### WORK REQUIRED
Write out the lines of the material below unchanged, from the line with "Find the tree;" up to and including the line with "POLYGON ((16 258, 16". Give only those lines.

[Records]
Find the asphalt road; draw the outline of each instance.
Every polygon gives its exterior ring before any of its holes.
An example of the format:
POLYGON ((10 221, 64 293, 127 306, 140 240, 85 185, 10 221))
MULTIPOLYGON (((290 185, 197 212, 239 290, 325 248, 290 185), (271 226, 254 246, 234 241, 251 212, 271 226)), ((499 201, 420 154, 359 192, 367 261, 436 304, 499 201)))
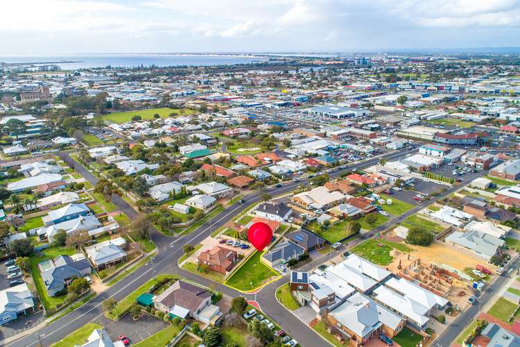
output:
MULTIPOLYGON (((404 157, 408 153, 414 153, 415 151, 401 150, 387 155, 386 159, 395 159, 404 157)), ((89 182, 95 185, 98 178, 80 165, 69 155, 68 152, 62 152, 60 156, 66 162, 71 166, 89 182)), ((373 165, 378 162, 379 158, 371 158, 363 162, 357 162, 347 165, 343 170, 335 169, 329 173, 331 178, 340 176, 342 171, 347 171, 373 165)), ((135 289, 138 288, 146 281, 150 280, 154 275, 160 273, 173 273, 188 279, 195 280, 202 285, 209 287, 210 285, 216 290, 222 291, 229 296, 236 296, 241 293, 223 285, 216 283, 205 278, 198 276, 191 272, 180 269, 177 266, 177 260, 182 255, 182 246, 187 244, 197 244, 202 240, 209 236, 212 231, 221 227, 235 216, 245 210, 248 207, 261 200, 261 195, 268 193, 273 196, 280 195, 290 192, 296 189, 300 183, 306 183, 306 178, 302 178, 300 182, 285 183, 281 187, 271 187, 255 192, 253 194, 244 197, 245 203, 234 204, 227 208, 217 216, 203 225, 200 226, 193 232, 179 238, 166 237, 157 230, 154 230, 152 232, 152 238, 157 245, 158 254, 156 255, 153 264, 148 263, 134 271, 131 275, 123 278, 113 286, 109 287, 105 291, 96 296, 92 301, 83 305, 78 309, 55 321, 51 324, 42 328, 37 331, 40 334, 40 338, 44 346, 49 346, 51 344, 63 339, 67 335, 80 328, 85 324, 95 321, 98 317, 103 314, 102 308, 103 302, 113 298, 116 301, 121 301, 128 296, 135 289)), ((138 215, 138 212, 119 196, 113 196, 112 202, 122 212, 127 213, 130 219, 138 215)), ((279 281, 279 284, 282 282, 279 281)), ((305 346, 320 346, 324 343, 321 337, 313 330, 311 330, 302 321, 292 314, 287 312, 286 309, 276 301, 272 293, 272 284, 262 289, 257 296, 257 299, 262 307, 271 318, 273 319, 280 326, 290 335, 295 337, 301 345, 305 346), (265 294, 263 292, 266 292, 265 294)), ((246 295, 248 300, 254 300, 255 296, 246 295)), ((119 332, 117 332, 118 333, 119 332)), ((124 333, 124 331, 121 332, 124 333)), ((1 341, 0 341, 1 344, 1 341)), ((31 347, 38 346, 38 338, 35 335, 26 336, 19 340, 8 344, 7 346, 31 347)))

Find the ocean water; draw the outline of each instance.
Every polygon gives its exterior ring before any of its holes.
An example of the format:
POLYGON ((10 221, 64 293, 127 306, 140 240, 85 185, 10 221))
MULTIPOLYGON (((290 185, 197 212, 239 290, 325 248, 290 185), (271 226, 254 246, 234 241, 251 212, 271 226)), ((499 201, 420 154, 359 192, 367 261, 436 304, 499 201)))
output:
POLYGON ((53 62, 64 70, 92 67, 134 67, 168 66, 211 66, 248 64, 268 58, 252 56, 202 55, 202 54, 83 54, 74 56, 0 56, 0 63, 34 63, 36 65, 53 62), (73 62, 63 62, 72 61, 73 62))

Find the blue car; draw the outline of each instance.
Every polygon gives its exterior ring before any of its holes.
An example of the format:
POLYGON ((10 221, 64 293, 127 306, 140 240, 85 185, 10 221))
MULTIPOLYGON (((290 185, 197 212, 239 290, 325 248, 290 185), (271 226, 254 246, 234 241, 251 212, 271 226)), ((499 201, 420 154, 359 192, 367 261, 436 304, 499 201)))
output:
POLYGON ((392 346, 394 344, 394 341, 392 341, 392 339, 386 336, 384 334, 379 335, 379 339, 381 340, 385 344, 388 344, 388 346, 392 346))

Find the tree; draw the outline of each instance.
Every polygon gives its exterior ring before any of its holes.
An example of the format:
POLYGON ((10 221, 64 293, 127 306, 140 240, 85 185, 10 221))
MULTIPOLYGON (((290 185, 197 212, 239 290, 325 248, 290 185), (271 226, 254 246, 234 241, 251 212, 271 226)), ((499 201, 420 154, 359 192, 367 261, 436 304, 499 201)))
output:
POLYGON ((208 347, 219 346, 222 342, 222 330, 220 328, 213 325, 207 328, 202 341, 208 347))
POLYGON ((16 258, 16 260, 15 260, 15 264, 16 264, 17 266, 19 267, 24 271, 27 271, 29 270, 31 262, 29 262, 29 258, 28 257, 18 257, 16 258))
POLYGON ((248 308, 248 301, 243 296, 237 296, 231 301, 231 310, 234 312, 241 316, 245 312, 246 308, 248 308))
POLYGON ((54 235, 54 241, 53 242, 53 244, 54 244, 55 246, 65 246, 66 242, 67 232, 63 230, 58 230, 56 234, 54 235))
POLYGON ((377 215, 375 213, 370 213, 365 217, 365 221, 374 225, 377 222, 377 215))
POLYGON ((263 200, 263 201, 270 201, 270 200, 271 198, 272 198, 272 196, 271 196, 271 194, 268 194, 268 193, 265 193, 265 194, 262 194, 262 196, 261 196, 261 198, 262 198, 262 200, 263 200))
POLYGON ((88 289, 90 285, 89 285, 88 281, 83 277, 80 277, 72 281, 72 283, 71 283, 68 287, 68 290, 79 295, 88 289))
POLYGON ((433 241, 433 232, 420 226, 410 228, 406 236, 406 242, 417 246, 429 246, 433 241))
POLYGON ((34 246, 31 243, 31 239, 15 239, 11 242, 9 248, 17 257, 29 255, 34 251, 34 246))

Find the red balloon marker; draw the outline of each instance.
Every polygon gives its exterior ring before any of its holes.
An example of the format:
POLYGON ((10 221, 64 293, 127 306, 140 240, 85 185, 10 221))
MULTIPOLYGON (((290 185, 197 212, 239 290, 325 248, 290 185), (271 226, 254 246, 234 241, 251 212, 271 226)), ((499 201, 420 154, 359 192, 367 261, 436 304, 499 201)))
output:
POLYGON ((272 238, 272 230, 263 222, 257 221, 249 227, 248 239, 255 248, 261 251, 272 238))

### FINAL RESULT
Find the tree; draw the outline of each instance.
Every polygon gives its exterior ring before any of its holes.
An example of the format:
POLYGON ((10 221, 64 293, 127 306, 140 240, 85 185, 10 221))
MULTIPOLYGON (((290 185, 197 212, 239 290, 325 248, 290 185), (271 226, 254 246, 234 241, 251 212, 271 226)), ((499 201, 420 154, 359 192, 367 261, 436 304, 499 201)))
output:
POLYGON ((208 347, 219 346, 222 342, 222 330, 220 328, 213 325, 207 328, 202 341, 208 347))
POLYGON ((16 258, 16 260, 15 260, 15 264, 16 264, 17 266, 19 267, 24 271, 27 271, 29 270, 31 262, 29 262, 29 258, 28 257, 18 257, 16 258))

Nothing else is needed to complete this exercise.